— Exercise instructions —
In the court opinion on the sewer ordinance, since what year has the eighty acres been subdivided?
══ Text to read ══
The argument which prevailed with the county court is the material one presented here: that the question whether the ordinance is reasonable or not must- be determined with reference to the whole territory reached by the sewers. What the conclusion might be if the whole system of sewers through a practically uninhabited region were considered is immaterial, because the objection is to a separate and independent portion of the system which does not serve any other territory or any other part of the system. The principal reliance of the city is the decision in Washburn v. City of Chicago, 198 Ill. 506, where Washburn owned, unsubdivided, a lot of ten acres and a portion of another lot of five acres, surrounded by territory subdivided into streets, alleys, lots and blocks. The ordinance provided for the construction of a main sewer running between Washburn’s lots and serving subdivided property on three sides of it. Manifestly, whether the ordinance in that case was unreasonable could not be determined by only considering property which the owner left unsubdivided and was of the value of from $1000 to $1200 an acre put to a proper use but was used for truck gardens, for which it was worth but a comparatively trifling sum. The owner cannot prevent an improvement necessary for surrounding subdivided property by declining to subdivide his and adapt it to a proper use, but this case, where the eighty acres has been subdivided since 1890 and there is no use for sewers and adjoining property would derive no benefit from them, is different. The sewer running southwest in Columbus avenue from Seventy-ninth street and Kedzie avenue to Clarkdale will serve the grocery store and the few houses at Clarkdale. The assessment on corner lots ranged from $51.90 to $53.60 a lot and on other lots $41.50, and even as reduced was equal to the market value of the lots. The provision of the ordinance for the *165lateral sewers in question is oppressive and unreasonable and therefore void.
═══
══ Given records ══
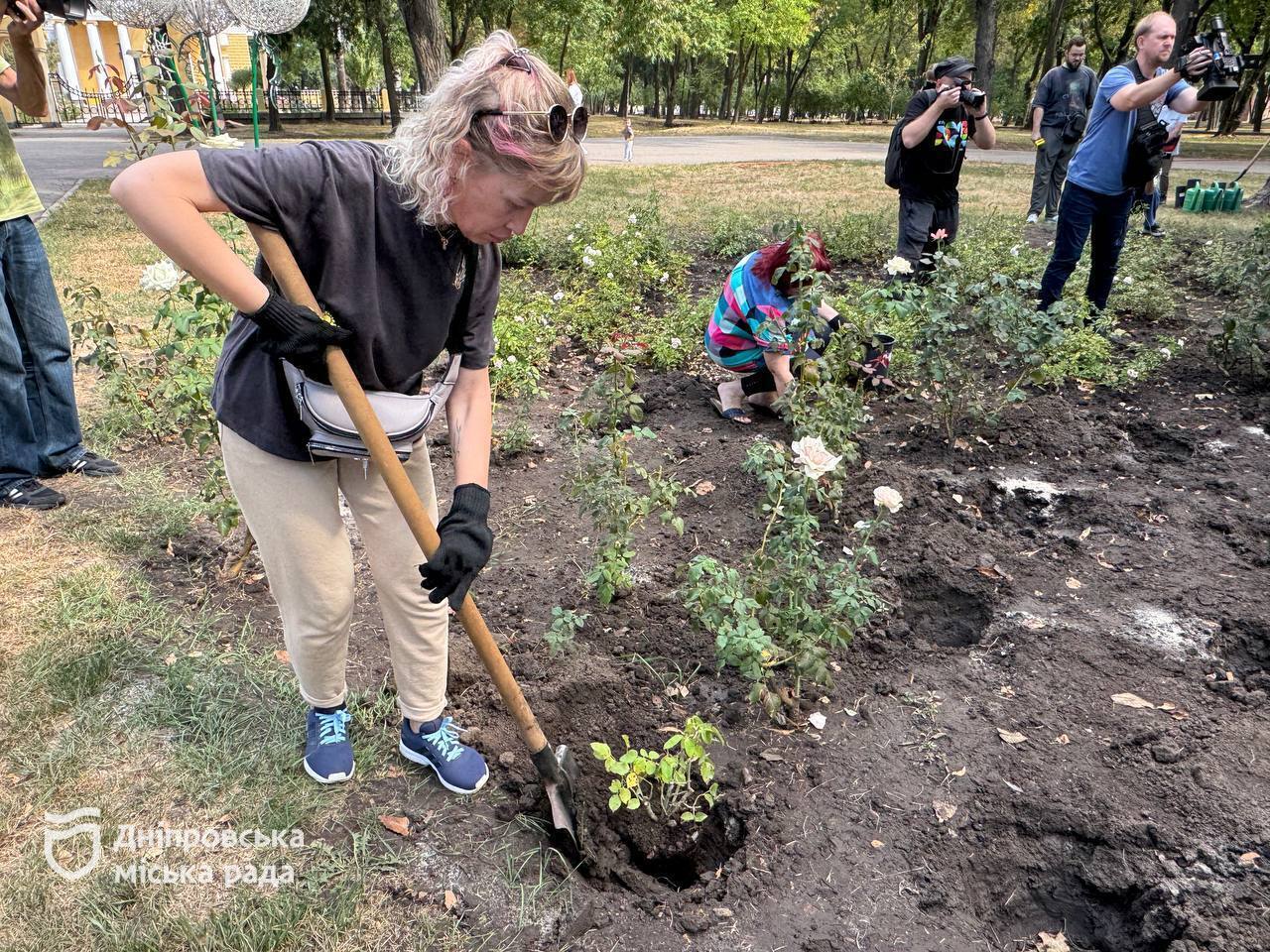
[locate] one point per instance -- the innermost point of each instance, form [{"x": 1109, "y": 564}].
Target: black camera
[
  {"x": 1220, "y": 80},
  {"x": 66, "y": 9}
]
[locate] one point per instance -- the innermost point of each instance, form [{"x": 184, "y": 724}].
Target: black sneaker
[
  {"x": 31, "y": 494},
  {"x": 89, "y": 463}
]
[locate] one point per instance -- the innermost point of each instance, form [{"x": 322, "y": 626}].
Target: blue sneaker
[
  {"x": 458, "y": 767},
  {"x": 327, "y": 751}
]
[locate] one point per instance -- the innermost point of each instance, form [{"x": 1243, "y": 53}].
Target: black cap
[{"x": 952, "y": 66}]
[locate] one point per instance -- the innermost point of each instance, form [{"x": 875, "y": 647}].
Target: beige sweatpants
[{"x": 293, "y": 509}]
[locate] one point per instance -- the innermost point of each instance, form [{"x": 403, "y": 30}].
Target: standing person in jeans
[
  {"x": 1060, "y": 112},
  {"x": 1096, "y": 200},
  {"x": 1157, "y": 191},
  {"x": 40, "y": 430},
  {"x": 400, "y": 245},
  {"x": 935, "y": 135}
]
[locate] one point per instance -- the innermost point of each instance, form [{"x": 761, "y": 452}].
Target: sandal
[{"x": 734, "y": 414}]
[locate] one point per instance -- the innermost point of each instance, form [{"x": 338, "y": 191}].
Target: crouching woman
[{"x": 747, "y": 333}]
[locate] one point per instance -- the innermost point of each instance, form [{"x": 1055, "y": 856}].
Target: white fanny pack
[{"x": 404, "y": 416}]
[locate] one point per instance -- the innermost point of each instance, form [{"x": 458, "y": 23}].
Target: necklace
[{"x": 460, "y": 273}]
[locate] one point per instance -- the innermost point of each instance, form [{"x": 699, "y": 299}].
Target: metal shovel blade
[{"x": 559, "y": 774}]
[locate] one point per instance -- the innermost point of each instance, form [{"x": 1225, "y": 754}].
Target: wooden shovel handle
[{"x": 294, "y": 286}]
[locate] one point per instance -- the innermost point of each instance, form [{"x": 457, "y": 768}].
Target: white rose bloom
[
  {"x": 222, "y": 141},
  {"x": 888, "y": 498},
  {"x": 160, "y": 276},
  {"x": 816, "y": 460}
]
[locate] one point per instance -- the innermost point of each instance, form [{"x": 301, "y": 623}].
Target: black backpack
[
  {"x": 1146, "y": 144},
  {"x": 894, "y": 155}
]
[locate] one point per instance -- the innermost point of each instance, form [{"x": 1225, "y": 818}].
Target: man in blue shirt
[{"x": 1096, "y": 199}]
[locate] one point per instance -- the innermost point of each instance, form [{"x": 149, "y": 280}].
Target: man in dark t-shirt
[
  {"x": 938, "y": 126},
  {"x": 1060, "y": 109}
]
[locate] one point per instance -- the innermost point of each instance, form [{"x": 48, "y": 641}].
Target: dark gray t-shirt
[
  {"x": 1064, "y": 91},
  {"x": 371, "y": 266}
]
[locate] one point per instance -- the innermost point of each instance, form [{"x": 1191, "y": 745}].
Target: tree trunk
[
  {"x": 340, "y": 71},
  {"x": 1055, "y": 35},
  {"x": 671, "y": 81},
  {"x": 429, "y": 41},
  {"x": 271, "y": 71},
  {"x": 327, "y": 93},
  {"x": 381, "y": 24},
  {"x": 928, "y": 23},
  {"x": 984, "y": 44},
  {"x": 725, "y": 99},
  {"x": 627, "y": 70},
  {"x": 691, "y": 94}
]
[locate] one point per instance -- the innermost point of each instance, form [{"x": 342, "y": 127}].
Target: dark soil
[{"x": 1097, "y": 543}]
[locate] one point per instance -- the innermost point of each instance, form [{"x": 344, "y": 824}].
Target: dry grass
[{"x": 35, "y": 555}]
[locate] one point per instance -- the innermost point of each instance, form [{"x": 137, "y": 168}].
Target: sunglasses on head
[{"x": 561, "y": 121}]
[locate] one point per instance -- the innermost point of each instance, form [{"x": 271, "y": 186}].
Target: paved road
[{"x": 56, "y": 159}]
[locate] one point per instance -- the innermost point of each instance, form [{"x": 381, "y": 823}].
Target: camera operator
[
  {"x": 1061, "y": 111},
  {"x": 938, "y": 125},
  {"x": 40, "y": 431},
  {"x": 1098, "y": 191}
]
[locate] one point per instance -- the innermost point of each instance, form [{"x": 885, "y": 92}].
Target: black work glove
[
  {"x": 466, "y": 542},
  {"x": 298, "y": 334}
]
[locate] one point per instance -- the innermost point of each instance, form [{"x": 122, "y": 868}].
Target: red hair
[{"x": 778, "y": 255}]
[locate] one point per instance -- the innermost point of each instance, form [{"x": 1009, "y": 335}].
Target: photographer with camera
[
  {"x": 40, "y": 431},
  {"x": 938, "y": 125},
  {"x": 1121, "y": 151},
  {"x": 1061, "y": 112}
]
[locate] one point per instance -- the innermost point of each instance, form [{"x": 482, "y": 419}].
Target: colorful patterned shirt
[
  {"x": 735, "y": 336},
  {"x": 18, "y": 195}
]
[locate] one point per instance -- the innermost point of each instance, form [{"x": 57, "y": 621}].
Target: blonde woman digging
[{"x": 400, "y": 246}]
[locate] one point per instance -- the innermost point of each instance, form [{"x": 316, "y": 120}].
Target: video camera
[{"x": 1220, "y": 80}]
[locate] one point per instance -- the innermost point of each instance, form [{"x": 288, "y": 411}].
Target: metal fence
[{"x": 75, "y": 107}]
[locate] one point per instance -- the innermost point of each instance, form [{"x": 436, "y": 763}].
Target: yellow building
[{"x": 90, "y": 51}]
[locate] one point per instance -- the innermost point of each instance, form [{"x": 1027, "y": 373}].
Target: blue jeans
[
  {"x": 40, "y": 430},
  {"x": 1086, "y": 214}
]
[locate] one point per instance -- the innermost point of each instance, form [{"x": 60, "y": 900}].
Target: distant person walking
[
  {"x": 571, "y": 79},
  {"x": 1061, "y": 111}
]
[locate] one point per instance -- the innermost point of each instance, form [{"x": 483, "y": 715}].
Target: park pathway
[{"x": 56, "y": 159}]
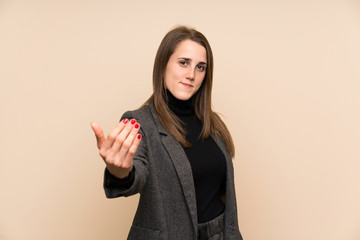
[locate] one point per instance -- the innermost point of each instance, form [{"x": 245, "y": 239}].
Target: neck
[{"x": 179, "y": 107}]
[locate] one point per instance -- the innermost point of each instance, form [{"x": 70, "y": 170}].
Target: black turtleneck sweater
[{"x": 207, "y": 162}]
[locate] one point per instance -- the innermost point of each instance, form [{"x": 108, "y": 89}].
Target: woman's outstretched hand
[{"x": 118, "y": 149}]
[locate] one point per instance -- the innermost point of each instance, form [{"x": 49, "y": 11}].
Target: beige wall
[{"x": 287, "y": 81}]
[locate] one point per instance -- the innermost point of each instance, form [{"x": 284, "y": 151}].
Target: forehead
[{"x": 190, "y": 49}]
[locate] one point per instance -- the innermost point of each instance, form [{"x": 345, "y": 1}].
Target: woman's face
[{"x": 185, "y": 70}]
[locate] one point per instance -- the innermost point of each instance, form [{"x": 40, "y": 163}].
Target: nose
[{"x": 190, "y": 74}]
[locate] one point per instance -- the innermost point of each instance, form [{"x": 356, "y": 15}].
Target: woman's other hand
[{"x": 118, "y": 149}]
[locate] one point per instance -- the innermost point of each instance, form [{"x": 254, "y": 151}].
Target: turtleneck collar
[{"x": 179, "y": 107}]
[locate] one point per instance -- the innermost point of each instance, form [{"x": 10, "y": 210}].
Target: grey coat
[{"x": 163, "y": 177}]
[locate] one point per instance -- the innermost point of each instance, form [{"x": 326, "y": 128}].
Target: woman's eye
[{"x": 201, "y": 68}]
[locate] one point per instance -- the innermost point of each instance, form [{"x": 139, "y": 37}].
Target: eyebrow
[{"x": 189, "y": 59}]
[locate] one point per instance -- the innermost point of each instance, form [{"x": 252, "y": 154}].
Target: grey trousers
[{"x": 212, "y": 230}]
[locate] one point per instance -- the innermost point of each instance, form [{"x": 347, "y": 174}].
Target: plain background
[{"x": 287, "y": 82}]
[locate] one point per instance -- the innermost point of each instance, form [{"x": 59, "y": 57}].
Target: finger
[
  {"x": 125, "y": 137},
  {"x": 130, "y": 156},
  {"x": 99, "y": 134},
  {"x": 114, "y": 134},
  {"x": 127, "y": 145}
]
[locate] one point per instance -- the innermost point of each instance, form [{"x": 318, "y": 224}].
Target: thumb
[{"x": 99, "y": 134}]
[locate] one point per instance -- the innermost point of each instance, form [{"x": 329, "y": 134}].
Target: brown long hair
[{"x": 201, "y": 100}]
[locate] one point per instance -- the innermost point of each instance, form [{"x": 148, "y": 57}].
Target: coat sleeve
[{"x": 114, "y": 188}]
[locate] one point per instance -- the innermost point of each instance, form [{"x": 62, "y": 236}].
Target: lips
[{"x": 187, "y": 85}]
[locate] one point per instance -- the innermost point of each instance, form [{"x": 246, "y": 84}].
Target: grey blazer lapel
[{"x": 181, "y": 165}]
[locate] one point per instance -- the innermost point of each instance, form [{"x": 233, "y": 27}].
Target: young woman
[{"x": 175, "y": 151}]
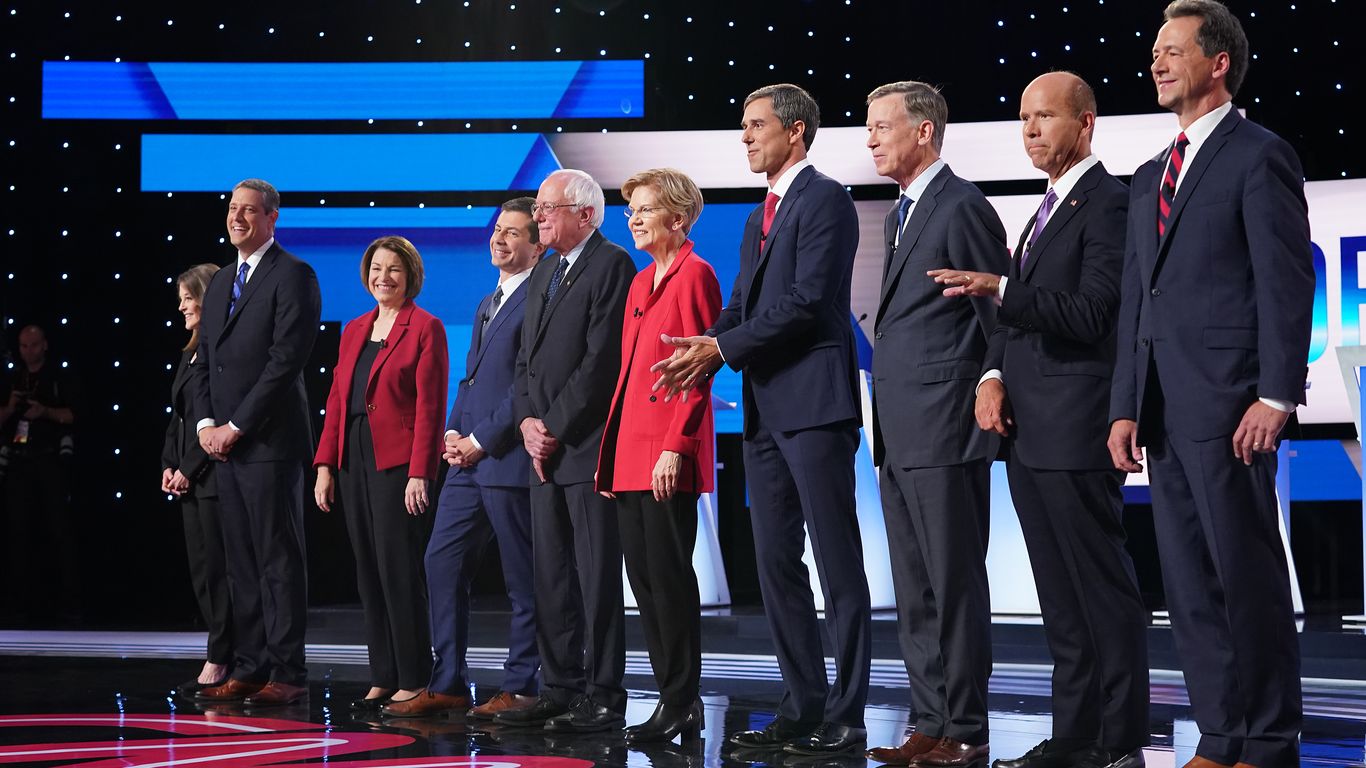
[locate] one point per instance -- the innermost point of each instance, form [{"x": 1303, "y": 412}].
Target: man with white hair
[{"x": 566, "y": 371}]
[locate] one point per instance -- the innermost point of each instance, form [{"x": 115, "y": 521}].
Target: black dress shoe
[
  {"x": 829, "y": 738},
  {"x": 1103, "y": 759},
  {"x": 668, "y": 722},
  {"x": 775, "y": 734},
  {"x": 1049, "y": 753},
  {"x": 532, "y": 716},
  {"x": 586, "y": 716}
]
═══
— The answer —
Since 1890.